● **Short task**
Reproduce all of the data exactly, with no line skipped.

(Entries from a pointing dataset)
● ● ● ● ● ● ●

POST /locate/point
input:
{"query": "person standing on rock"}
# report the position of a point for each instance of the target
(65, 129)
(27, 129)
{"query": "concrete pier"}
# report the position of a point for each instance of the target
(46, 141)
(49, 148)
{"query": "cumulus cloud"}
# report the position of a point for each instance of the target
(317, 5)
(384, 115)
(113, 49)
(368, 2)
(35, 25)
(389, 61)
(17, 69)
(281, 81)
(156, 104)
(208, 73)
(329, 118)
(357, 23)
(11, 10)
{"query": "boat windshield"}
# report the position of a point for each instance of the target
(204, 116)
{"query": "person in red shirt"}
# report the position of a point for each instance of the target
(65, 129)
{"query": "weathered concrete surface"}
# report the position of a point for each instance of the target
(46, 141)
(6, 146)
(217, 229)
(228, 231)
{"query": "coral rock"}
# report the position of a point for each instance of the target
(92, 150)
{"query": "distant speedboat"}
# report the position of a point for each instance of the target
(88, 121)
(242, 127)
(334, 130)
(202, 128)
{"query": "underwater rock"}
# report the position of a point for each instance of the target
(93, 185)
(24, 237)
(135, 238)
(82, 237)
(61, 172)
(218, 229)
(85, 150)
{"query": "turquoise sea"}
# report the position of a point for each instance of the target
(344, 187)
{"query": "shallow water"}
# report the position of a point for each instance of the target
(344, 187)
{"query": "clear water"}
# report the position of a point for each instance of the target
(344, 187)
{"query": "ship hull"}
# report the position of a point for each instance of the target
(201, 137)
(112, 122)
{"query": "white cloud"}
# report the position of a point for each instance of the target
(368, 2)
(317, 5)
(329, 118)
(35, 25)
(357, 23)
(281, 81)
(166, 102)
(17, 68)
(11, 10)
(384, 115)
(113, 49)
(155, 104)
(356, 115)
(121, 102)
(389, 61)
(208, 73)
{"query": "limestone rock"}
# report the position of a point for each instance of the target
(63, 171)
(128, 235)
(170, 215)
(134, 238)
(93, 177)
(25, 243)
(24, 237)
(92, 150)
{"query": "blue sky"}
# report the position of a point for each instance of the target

● ● ● ● ● ● ●

● **Correct answer**
POST /locate/point
input:
{"query": "person standing on rock"}
# report the position of a point for each instance of the target
(65, 129)
(27, 129)
{"query": "concrete pier"}
# report the position of a point for each instance of the target
(46, 141)
(49, 148)
{"query": "cumulus cloud"}
# report the position of a point for each instance of the target
(317, 5)
(384, 115)
(113, 49)
(368, 2)
(35, 25)
(389, 61)
(17, 69)
(281, 81)
(156, 104)
(208, 73)
(329, 118)
(357, 23)
(11, 10)
{"query": "boat windshield"}
# report the position of a point for each instance of the target
(204, 116)
{"query": "person in red shirt"}
# report the position of a point for each instance of the target
(65, 129)
{"query": "weathered concrete surface"}
# report the position of a point for each instance of the target
(46, 141)
(6, 146)
(217, 229)
(228, 231)
{"query": "coral rock"}
# report the position of a point for each instance of the target
(92, 150)
{"query": "distant speedboat"}
# report the position of a point for each instance of the target
(88, 121)
(242, 127)
(334, 130)
(202, 128)
{"query": "underwater rock"}
# report the position of a point for each instance of the target
(93, 185)
(24, 237)
(135, 238)
(82, 237)
(61, 172)
(218, 229)
(85, 150)
{"query": "turquoise sea"}
# report the position of a point for each instance of the target
(344, 187)
{"query": "shallow water"}
# report the position of a point for each instance of the target
(344, 187)
{"query": "clear water"}
# report the position of a point for each instance of the target
(344, 187)
{"query": "ship hull"}
# report the position of a point for each instance of the target
(201, 137)
(112, 122)
{"query": "white cloud"}
# report the position of a point for each instance of the target
(368, 2)
(317, 5)
(329, 118)
(35, 25)
(357, 23)
(281, 81)
(166, 102)
(17, 68)
(11, 10)
(384, 115)
(113, 49)
(155, 104)
(356, 115)
(121, 102)
(389, 61)
(208, 73)
{"query": "limestone rock"}
# report the position of a point for each instance of the target
(63, 171)
(128, 235)
(170, 215)
(134, 238)
(93, 177)
(25, 243)
(24, 237)
(92, 150)
{"query": "blue sky"}
# report the position of a point for each instance of the target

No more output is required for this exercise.